Short problem 1: In the review of Stanford's symphonies, reproduce everything from "The cream here" down to "and sanguine melodies." word for word.
Short problem 2: According to the review of Stanford's symphonies, what is his Symphony No. 5 based on?

NAXOS 8.570289 [74:33]
Experience Classicsonline


Sir Charles Villiers Stanford was born to a family of Dublin lawyers in 1852. He, along with Hubert Parry, was one of the two most significant British composers prior to Elgar and he did much to advance the cause of British music. Having secured a degree from Queen’s College, Cambridge, he was appointed organist at Trinity College. After study in Germany, he returned to Cambridge where he instigated many reforms in the musical establishment. He would later be appointed to the newly-formed Royal College of Music, where he would teach such luminaries as Bridge, Butterworth, Moeran and Vaughan Williams. He is often credited with beginning the revival of British composition that would produce great composers from the above-mentioned all the way to Sir Peter Maxwell Davies.
 
His seven symphonies are the cornerstone of his output. Carefully crafted and vigorous in nature, they never really wander outside of the model set forth by Mendelssohn, Brahms and Schumann. Although the second symphony is titled “Elegiac” there is nothing particularly mournful about it. The symphony begins with an energetic and tuneful opening movement, followed by a warm and perhaps somewhat melancholy slow movement, a brisk minor key scherzo and a structured and climactic finale.
 
David Lloyd-Jones leads his Bournemouth charges in a taut, well-paced performance. The romantic nature of the music is taken seriously, yet Lloyd-Jones never indulges in overt sentimentality, always keeping up a steady, even, forward line. The orchestra sounds warm and rich, particularly in movements two and four, and there is some superior playing from the orchestra’s winds. Of particular merit is the second movement lento, in which Lloyd-Jones sets a most lovely tone, bathing us in sound akin to the perfect swim; in waters that are the ideal temperature. There is plenty of energy in the resounding last movement, all delivered with the appropriate English restraint.
 
The Symphony No. 5 is a horse of a different color. Based on two contrasting poems of John Milton, Stanford is far more explicitly dramatic in this score, going so far as to quote rather lengthy sections of the poetry in the score. Reflective of the text, which describes horrors, shrieks and other such nastiness, the symphony opens with raucous brass and timpani followed by busy strings and woodwinds. It never loses its energy from start to finish. The second movement is a remarkable contrast to the first. Tuneful and jolly, this is gracious and endearing music.
 
The cream here is the stunningly beautiful third movement based on verses from Il Penseroso. This is perhaps what Elgar should sound like: nostalgic, sweeping melodies, warm brass-laden orchestration yet never bottom-heavy. The Bournemouth pull this music out of their instruments at the perfect degree of tension, sending the listener up one mountain summit after another, wrapped in an exquisitely woven blanket of sound. The work ends with a confident final movement marked by an underpinning of pulsating string figures capped by soaring and sanguine melodies.
 
For those of you who enjoy the work of the German romantics, you will probably find this music most enjoyable. While it is quite a bit less ponderous than its German cousins, it still contains enough gravitas to satisfy the musical soul-searcher, yet veers often enough into a light-hearted realm that seekers of beautiful melodies will leave just as happy.

Listing:
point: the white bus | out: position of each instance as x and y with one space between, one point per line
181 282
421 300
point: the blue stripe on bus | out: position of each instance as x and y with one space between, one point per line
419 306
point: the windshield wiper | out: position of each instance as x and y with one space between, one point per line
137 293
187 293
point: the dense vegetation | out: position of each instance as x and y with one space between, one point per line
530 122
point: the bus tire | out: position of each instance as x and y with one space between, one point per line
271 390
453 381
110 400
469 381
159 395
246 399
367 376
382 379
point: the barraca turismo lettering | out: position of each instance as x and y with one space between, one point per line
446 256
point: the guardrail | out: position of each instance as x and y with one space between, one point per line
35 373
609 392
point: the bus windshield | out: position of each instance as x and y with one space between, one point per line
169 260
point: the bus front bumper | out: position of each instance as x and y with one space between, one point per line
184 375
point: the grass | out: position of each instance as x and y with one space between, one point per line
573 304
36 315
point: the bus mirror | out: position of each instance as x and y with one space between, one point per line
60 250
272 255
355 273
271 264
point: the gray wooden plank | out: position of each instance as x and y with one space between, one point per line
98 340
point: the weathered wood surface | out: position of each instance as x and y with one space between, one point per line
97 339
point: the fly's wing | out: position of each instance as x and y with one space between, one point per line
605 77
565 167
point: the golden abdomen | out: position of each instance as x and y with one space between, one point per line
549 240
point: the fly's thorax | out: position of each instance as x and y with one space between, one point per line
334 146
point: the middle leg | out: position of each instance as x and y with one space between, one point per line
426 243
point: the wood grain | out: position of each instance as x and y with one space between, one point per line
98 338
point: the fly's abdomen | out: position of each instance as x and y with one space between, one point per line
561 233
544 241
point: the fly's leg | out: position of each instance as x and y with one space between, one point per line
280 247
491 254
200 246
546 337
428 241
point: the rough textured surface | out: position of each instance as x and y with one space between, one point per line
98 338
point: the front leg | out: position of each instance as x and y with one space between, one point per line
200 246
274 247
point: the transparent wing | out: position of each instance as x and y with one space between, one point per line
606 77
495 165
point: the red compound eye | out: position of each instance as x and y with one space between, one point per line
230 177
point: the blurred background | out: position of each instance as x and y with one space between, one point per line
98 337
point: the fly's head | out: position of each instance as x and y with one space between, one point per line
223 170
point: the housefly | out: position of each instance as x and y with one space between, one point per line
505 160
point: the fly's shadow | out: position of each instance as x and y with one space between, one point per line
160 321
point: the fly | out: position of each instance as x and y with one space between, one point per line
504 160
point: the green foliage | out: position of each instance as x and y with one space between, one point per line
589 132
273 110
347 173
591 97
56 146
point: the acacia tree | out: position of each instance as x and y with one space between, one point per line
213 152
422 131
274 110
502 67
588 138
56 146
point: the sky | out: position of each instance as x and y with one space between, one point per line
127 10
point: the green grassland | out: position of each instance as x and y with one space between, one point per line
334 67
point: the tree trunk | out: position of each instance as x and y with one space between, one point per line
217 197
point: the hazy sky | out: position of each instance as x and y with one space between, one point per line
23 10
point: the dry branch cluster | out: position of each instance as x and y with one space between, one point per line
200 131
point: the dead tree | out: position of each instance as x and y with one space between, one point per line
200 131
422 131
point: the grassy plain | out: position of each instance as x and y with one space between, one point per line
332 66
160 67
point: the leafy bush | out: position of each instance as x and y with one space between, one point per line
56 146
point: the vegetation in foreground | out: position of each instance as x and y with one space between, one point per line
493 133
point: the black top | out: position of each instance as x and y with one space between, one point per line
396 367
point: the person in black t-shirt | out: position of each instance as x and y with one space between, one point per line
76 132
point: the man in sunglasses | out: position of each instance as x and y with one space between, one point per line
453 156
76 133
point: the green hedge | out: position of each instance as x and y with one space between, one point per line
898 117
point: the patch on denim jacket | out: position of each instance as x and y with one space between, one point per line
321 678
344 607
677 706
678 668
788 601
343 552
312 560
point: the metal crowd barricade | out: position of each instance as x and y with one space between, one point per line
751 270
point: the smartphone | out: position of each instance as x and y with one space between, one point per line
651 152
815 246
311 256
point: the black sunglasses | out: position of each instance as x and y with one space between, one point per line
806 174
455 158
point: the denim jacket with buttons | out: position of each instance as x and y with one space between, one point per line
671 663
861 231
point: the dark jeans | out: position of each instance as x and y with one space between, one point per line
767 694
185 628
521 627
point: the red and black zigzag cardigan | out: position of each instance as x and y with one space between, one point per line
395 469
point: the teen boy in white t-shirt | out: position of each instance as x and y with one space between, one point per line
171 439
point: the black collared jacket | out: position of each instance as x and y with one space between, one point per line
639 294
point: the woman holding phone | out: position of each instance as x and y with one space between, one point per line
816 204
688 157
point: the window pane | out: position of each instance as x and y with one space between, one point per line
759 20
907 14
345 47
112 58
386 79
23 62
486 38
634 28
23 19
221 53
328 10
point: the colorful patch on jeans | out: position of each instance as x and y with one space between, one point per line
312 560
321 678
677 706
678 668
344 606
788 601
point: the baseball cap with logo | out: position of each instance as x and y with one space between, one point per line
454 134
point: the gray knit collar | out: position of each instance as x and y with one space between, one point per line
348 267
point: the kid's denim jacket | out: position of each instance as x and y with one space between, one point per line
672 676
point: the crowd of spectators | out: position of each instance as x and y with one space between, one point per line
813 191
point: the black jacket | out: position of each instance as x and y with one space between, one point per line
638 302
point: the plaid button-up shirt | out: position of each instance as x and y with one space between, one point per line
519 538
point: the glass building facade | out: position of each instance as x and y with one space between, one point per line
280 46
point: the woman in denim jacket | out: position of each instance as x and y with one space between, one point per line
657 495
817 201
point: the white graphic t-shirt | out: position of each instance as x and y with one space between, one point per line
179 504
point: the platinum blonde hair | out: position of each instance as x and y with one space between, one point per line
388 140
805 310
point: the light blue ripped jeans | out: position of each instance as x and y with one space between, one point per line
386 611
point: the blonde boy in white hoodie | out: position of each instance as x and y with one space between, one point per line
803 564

Worked answer 1:
The cream here is the stunningly beautiful third movement based on verses from Il Penseroso. This is perhaps what Elgar should sound like: nostalgic, sweeping melodies, warm brass-laden orchestration yet never bottom-heavy. The Bournemouth pull this music out of their instruments at the perfect degree of tension, sending the listener up one mountain summit after another, wrapped in an exquisitely woven blanket of sound. The work ends with a confident final movement marked by an underpinning of pulsating string figures capped by soaring and sanguine melodies.

Worked answer 2: Two contrasting poems of John Milton.